- EXERCISE DIRECTIONS:
From the records below, retype every line from the one containing "Question. Provide the position of each instance of the concrete" through the one containing "x=174 y=115", including both of those lines, without changing anything.

- Location identification entries:
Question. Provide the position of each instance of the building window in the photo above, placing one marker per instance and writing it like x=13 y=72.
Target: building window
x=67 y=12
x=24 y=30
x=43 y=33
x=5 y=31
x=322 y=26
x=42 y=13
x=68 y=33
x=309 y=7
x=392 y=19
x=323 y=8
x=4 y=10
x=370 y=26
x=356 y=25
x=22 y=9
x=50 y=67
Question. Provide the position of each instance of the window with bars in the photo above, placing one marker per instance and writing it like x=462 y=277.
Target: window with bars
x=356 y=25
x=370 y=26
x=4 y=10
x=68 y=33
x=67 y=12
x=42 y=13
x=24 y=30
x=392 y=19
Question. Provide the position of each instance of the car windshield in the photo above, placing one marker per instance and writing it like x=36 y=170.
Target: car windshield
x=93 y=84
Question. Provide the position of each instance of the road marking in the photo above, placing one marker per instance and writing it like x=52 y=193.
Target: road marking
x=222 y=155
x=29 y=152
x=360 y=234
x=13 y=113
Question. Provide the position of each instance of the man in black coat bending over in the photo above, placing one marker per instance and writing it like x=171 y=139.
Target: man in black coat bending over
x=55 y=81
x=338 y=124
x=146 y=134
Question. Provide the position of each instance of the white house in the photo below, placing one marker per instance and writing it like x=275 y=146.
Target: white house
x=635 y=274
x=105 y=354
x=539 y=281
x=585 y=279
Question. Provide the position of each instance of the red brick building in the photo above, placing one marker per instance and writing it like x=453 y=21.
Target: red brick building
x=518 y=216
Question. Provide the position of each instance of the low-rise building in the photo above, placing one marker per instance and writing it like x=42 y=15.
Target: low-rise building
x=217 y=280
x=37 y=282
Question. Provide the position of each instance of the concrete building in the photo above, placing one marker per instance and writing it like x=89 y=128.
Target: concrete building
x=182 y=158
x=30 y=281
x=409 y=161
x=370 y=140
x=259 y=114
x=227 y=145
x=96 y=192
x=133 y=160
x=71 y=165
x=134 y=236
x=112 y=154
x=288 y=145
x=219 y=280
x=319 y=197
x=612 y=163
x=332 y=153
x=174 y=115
---
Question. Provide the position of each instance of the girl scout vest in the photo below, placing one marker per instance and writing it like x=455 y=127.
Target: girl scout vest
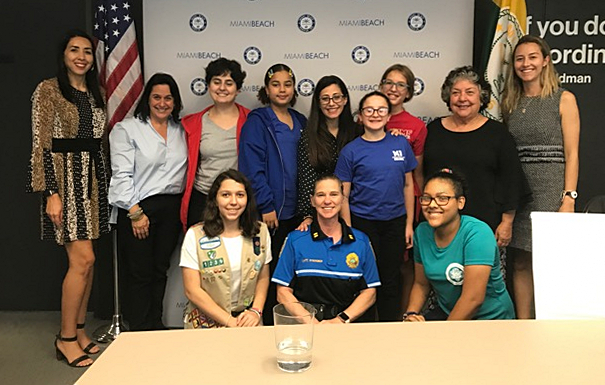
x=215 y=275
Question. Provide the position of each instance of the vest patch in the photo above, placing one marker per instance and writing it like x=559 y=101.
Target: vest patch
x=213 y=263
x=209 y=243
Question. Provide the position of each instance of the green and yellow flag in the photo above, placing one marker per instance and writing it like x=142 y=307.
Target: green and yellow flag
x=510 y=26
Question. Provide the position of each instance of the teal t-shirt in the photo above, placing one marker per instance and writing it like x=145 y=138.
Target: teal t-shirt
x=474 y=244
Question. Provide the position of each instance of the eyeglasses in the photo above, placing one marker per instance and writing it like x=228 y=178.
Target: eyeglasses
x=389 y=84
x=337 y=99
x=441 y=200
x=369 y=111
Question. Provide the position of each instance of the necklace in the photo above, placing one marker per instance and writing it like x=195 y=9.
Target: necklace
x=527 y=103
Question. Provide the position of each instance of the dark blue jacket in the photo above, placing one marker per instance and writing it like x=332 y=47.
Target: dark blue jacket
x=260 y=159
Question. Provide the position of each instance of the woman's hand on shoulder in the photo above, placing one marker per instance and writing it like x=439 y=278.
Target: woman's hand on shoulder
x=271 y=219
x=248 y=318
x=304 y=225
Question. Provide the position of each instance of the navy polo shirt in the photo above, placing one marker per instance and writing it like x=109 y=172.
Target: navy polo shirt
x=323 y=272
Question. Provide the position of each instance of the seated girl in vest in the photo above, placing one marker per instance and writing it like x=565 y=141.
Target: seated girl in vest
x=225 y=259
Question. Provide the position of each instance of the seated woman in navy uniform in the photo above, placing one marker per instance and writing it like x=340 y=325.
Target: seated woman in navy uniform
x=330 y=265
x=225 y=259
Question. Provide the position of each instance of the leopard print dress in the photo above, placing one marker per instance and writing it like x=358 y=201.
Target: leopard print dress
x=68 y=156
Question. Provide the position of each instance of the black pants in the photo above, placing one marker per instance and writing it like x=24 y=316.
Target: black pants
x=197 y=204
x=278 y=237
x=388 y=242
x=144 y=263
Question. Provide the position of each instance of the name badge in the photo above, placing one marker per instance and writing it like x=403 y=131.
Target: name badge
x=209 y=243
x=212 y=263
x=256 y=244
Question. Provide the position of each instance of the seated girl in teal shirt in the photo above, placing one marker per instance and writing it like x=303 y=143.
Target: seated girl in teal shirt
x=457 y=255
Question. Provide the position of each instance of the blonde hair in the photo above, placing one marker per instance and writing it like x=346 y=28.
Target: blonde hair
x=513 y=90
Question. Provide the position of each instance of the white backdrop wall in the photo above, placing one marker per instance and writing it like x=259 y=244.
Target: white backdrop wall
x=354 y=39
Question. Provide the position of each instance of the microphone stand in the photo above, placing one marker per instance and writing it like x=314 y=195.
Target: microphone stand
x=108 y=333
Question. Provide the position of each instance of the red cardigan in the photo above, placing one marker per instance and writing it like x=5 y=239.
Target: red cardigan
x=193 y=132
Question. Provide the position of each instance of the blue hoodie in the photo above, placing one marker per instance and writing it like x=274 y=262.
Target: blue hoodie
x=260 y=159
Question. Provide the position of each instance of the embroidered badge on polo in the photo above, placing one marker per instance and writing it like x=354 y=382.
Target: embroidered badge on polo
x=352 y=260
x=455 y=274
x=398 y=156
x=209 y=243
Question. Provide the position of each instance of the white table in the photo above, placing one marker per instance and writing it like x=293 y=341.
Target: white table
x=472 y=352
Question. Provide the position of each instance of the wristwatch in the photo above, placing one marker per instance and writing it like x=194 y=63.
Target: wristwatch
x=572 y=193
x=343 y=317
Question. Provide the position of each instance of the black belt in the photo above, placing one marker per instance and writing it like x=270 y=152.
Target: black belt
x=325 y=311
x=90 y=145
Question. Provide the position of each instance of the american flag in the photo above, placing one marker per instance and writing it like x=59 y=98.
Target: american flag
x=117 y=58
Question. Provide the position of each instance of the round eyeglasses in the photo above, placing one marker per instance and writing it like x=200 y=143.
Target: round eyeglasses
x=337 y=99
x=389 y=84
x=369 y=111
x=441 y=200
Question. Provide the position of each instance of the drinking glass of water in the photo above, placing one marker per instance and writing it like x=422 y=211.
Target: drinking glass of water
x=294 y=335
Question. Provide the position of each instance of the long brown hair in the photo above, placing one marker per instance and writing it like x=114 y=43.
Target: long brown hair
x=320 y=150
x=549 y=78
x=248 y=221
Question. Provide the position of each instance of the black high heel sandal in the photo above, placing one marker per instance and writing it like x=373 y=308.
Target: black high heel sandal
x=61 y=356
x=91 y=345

- RESPONSE TO THIS TASK:
Question. Provide the position of each instance of the concrete building in the photo above, placing one marker per instance and writing it like x=89 y=128.
Target: concrete building
x=182 y=158
x=30 y=281
x=409 y=161
x=370 y=140
x=259 y=114
x=227 y=145
x=96 y=192
x=133 y=160
x=71 y=165
x=134 y=236
x=112 y=154
x=288 y=145
x=219 y=280
x=319 y=197
x=612 y=163
x=332 y=153
x=174 y=115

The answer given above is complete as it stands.